### WHAT NEEDS TO BE DONE
Pick out each line in the material below that contains the word "person" and copy those lines.

+++ EXERCISE INPUT

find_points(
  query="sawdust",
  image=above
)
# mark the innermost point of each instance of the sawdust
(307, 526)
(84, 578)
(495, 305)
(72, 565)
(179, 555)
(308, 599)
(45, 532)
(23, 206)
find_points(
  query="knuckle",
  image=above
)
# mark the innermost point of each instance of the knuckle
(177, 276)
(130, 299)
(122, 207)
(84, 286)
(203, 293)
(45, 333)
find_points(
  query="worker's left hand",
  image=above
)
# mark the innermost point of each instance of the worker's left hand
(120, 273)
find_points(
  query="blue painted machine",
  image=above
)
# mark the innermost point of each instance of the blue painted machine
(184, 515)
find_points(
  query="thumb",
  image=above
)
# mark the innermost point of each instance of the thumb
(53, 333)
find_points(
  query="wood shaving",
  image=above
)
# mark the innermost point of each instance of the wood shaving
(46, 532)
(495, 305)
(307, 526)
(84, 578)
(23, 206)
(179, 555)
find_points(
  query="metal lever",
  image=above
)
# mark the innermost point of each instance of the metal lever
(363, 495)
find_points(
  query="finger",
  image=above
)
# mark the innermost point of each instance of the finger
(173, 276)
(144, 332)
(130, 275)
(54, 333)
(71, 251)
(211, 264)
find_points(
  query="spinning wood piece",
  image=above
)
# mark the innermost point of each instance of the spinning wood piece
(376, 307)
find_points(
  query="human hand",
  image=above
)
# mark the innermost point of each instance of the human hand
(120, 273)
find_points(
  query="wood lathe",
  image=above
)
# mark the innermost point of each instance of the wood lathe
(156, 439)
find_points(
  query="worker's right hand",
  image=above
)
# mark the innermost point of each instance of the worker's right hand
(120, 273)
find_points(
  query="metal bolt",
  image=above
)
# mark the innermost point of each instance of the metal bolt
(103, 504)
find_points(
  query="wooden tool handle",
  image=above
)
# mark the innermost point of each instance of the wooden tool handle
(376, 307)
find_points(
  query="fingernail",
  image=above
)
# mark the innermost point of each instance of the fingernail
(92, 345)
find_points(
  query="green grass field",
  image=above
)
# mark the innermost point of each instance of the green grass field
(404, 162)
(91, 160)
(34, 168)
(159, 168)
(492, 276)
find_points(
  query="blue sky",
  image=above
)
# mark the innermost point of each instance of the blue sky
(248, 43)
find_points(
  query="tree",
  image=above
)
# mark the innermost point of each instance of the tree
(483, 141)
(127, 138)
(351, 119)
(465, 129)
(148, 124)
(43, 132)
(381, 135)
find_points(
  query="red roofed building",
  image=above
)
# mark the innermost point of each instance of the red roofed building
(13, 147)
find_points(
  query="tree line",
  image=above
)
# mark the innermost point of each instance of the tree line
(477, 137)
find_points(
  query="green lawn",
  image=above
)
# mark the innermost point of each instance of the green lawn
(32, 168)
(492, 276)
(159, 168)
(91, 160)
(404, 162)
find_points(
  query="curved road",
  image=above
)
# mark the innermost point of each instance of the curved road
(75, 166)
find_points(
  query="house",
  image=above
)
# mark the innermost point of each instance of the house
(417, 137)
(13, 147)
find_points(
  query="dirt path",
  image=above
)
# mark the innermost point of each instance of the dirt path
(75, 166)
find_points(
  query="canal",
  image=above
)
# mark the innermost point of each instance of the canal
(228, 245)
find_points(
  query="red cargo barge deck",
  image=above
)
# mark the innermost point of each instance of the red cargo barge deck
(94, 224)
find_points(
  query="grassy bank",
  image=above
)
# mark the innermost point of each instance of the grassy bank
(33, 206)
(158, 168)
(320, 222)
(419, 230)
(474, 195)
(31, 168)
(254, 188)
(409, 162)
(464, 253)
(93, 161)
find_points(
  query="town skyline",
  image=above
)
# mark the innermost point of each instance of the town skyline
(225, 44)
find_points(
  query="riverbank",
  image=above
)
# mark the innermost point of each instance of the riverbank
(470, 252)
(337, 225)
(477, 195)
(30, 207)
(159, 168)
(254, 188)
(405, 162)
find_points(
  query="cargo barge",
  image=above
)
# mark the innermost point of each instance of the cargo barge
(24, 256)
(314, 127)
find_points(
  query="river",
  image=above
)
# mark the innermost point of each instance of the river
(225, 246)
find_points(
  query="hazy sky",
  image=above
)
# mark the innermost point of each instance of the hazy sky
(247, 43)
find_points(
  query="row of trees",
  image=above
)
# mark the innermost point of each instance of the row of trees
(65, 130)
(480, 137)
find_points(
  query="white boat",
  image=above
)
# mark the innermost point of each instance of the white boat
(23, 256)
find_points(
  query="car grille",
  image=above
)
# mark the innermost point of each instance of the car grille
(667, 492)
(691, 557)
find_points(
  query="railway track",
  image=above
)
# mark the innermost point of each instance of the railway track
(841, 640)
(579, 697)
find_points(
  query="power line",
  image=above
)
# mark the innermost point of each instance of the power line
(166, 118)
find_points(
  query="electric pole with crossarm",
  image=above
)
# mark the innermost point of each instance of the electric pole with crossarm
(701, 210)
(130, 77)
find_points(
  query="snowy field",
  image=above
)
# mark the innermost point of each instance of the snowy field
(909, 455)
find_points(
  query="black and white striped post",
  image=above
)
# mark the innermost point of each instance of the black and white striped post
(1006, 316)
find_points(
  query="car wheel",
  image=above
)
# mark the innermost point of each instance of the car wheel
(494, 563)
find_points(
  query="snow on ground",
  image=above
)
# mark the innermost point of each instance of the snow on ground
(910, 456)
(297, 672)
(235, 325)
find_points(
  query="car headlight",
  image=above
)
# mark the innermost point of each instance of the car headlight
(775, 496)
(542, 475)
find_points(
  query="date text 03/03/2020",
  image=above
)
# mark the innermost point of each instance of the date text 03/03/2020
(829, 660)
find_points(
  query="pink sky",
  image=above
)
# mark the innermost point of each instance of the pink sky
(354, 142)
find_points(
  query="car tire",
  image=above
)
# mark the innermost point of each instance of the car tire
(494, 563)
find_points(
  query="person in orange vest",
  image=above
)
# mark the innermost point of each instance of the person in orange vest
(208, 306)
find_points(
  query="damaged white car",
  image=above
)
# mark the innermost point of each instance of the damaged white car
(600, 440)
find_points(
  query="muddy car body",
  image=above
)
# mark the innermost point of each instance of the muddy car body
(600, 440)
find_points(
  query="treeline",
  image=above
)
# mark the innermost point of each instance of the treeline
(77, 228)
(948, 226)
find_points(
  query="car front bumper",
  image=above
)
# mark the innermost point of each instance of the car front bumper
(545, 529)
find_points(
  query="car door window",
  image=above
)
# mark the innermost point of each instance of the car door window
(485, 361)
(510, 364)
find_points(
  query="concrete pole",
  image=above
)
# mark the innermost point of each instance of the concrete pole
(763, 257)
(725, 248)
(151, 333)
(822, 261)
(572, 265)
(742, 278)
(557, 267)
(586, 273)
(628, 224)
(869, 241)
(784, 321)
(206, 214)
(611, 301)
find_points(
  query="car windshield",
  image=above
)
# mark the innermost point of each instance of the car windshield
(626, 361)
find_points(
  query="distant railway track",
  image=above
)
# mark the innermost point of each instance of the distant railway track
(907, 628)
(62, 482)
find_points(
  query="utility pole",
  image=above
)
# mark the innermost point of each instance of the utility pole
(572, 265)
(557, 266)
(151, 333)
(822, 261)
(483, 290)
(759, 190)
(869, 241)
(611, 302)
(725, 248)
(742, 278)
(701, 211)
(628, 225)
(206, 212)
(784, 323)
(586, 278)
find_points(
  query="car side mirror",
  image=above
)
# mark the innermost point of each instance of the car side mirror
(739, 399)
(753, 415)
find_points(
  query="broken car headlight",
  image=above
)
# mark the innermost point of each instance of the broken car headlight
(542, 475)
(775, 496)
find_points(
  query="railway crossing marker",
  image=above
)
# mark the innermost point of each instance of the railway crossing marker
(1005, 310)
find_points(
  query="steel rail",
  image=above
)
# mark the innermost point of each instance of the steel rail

++++++

### WRITTEN SOLUTION
  query="person in orange vest",
# mark the innermost point of each instance of the person in orange vest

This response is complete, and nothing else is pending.